So today we’re going to talk about my fun times with mental illness, since it’s the reason this blog post is late. Yay.
I didn’t plan on getting too personal for this blog; my list of topic ideas is mostly cultural critique. I’m sure I’ll come back to that list for later posts and even save some of them to put up on my own blog(s) eventually. Right now I need to process some meta before I can get back to doing the thing.
Of note: I’ve rewritten these paragraphs several times to try to fit them into some kind of linear or thematic structure. I really like structure–more on that later–but the thing about mental illness is that it often defies structure, both practically and metaphorically. Madness resists linear narrative.
My second year at UMBC, I had mono. I missed a lot of classes that semester, but I still got better grades than any other time. My final exam score for Discrete Mathematics was 106. (This is one of only four specific assignment grades I remember from my entire academic career; in ninth grade biology I got a 98 and 95 on the midterm and final; in tenth grade physics I got a “62!” on the fall term final. That’s a sixty-two-exclamation-point, not sixty-two-factorial.) I often look back at that semester and try to isolate the components of my success, but I really have no idea. These days I mostly wish mono infections weren’t just a one-time thing because it might explain why I’m so tired all the time. And I’d have a reasonable excuse for missing school on days I can’t seem to drag myself out of the house.

WORK TO COMPLETE
A – In the blog post, what score did the writer get on the Discrete Mathematics final exam?
B – Copy the blog post word for word, from "So today we’re" up to and including "doing the thing.".

LISTED ENTRIES
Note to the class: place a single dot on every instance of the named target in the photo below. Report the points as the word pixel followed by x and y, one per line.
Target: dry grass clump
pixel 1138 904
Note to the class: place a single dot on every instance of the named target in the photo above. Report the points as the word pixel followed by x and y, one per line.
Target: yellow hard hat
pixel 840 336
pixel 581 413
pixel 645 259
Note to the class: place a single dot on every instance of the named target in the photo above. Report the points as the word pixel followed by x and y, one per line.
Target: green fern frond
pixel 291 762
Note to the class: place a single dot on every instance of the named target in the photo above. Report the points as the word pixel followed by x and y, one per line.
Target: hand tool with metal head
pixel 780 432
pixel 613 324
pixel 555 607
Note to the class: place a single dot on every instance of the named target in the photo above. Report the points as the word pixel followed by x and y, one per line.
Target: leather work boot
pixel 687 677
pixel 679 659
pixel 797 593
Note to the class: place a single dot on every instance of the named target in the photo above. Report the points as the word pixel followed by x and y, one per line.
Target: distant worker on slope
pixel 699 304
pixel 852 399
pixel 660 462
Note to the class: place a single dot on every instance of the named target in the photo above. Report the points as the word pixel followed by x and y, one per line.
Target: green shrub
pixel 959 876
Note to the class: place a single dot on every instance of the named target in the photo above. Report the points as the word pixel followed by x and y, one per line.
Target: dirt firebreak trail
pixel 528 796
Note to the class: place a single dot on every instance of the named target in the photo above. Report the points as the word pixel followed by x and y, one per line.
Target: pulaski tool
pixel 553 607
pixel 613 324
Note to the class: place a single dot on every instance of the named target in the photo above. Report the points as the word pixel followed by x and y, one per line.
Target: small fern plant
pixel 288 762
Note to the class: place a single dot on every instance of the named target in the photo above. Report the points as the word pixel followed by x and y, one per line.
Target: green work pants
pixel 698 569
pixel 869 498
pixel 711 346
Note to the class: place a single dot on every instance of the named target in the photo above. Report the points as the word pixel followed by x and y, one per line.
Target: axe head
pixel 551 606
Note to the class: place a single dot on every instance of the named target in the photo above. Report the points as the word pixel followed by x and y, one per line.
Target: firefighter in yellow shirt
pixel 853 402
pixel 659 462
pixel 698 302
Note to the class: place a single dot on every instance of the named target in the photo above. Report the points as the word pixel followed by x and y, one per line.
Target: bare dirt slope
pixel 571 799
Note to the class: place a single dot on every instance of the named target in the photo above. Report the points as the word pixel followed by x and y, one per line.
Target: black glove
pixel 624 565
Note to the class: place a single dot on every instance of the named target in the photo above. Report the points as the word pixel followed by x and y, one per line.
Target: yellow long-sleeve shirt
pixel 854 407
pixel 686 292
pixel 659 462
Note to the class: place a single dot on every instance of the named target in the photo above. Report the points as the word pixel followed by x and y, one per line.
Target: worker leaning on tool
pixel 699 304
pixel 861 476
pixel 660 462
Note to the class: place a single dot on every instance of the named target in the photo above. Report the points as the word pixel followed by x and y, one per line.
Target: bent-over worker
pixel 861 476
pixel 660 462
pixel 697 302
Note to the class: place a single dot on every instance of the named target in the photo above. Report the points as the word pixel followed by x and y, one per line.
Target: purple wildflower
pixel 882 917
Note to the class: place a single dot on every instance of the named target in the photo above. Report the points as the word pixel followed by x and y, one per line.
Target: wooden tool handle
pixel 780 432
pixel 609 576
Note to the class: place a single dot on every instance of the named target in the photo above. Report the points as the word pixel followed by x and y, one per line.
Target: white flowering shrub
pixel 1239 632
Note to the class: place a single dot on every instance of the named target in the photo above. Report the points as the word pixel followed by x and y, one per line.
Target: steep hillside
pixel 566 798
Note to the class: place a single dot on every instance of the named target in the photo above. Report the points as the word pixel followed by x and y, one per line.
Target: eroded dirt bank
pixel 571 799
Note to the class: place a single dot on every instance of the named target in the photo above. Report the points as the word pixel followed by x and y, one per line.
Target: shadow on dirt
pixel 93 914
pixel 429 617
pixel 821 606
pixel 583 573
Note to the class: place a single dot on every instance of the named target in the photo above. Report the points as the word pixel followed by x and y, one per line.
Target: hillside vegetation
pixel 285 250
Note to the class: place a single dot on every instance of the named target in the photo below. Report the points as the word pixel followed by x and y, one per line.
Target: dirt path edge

TASK-BY-TASK ANSWERS
A – 106

B –
So today we’re going to talk about my fun times with mental illness, since it’s the reason this blog post is late. Yay.
I didn’t plan on getting too personal for this blog; my list of topic ideas is mostly cultural critique. I’m sure I’ll come back to that list for later posts and even save some of them to put up on my own blog(s) eventually. Right now I need to process some meta before I can get back to doing the thing.